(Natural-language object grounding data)
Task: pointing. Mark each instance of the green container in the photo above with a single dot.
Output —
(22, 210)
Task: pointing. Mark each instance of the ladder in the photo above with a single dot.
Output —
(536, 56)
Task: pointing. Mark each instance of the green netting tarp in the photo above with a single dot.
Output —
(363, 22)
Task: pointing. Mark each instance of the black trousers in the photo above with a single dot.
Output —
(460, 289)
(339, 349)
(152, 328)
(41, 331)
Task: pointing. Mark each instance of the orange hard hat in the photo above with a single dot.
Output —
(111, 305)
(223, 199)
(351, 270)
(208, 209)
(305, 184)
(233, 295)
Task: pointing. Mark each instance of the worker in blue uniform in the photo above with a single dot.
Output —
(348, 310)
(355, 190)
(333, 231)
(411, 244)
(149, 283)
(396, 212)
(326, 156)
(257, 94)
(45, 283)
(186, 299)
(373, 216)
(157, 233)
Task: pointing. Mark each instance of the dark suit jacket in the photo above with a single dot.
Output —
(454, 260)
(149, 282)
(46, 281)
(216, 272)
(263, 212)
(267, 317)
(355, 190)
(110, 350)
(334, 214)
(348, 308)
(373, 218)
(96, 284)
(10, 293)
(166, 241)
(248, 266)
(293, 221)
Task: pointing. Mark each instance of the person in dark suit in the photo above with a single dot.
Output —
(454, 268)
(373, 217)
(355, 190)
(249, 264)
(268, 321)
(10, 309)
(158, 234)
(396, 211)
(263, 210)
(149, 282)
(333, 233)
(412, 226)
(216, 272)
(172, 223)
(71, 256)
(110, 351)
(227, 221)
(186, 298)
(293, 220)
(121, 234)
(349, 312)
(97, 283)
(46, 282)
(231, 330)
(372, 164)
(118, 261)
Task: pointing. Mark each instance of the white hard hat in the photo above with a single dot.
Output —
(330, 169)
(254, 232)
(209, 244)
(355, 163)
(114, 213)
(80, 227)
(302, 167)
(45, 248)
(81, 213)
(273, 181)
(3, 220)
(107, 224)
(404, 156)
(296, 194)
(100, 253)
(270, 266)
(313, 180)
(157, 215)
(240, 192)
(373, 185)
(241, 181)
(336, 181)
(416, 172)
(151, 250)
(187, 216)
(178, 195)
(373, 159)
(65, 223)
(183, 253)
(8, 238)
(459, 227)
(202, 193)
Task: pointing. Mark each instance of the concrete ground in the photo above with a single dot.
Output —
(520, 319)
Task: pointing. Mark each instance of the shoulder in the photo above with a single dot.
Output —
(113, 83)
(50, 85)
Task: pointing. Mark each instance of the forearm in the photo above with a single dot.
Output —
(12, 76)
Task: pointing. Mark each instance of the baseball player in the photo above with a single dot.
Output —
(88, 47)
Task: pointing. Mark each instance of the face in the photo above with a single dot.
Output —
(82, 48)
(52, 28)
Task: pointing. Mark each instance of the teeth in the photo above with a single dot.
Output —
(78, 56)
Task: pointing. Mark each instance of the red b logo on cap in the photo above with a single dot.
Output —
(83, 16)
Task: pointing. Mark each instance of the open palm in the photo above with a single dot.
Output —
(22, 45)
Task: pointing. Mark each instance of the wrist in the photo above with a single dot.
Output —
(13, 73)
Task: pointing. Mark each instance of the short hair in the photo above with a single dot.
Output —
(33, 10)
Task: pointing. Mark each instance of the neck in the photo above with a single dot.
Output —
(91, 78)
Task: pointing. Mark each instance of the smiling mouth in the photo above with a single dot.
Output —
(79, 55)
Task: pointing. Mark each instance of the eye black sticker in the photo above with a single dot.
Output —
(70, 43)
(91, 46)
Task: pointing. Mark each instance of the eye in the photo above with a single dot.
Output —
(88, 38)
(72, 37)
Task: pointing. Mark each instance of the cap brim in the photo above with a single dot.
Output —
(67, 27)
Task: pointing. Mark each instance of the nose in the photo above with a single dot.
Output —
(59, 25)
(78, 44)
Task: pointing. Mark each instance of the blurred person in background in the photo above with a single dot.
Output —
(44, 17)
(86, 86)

# Problem to work on:
Copy each line from the data above that includes "hard".

# Result for this exercise:
Task: pointing. Mark each instance of the orange hard hat in the photo above with a single dot.
Task: pointing. Mark each instance of the white hard hat in the photo above with a single dot.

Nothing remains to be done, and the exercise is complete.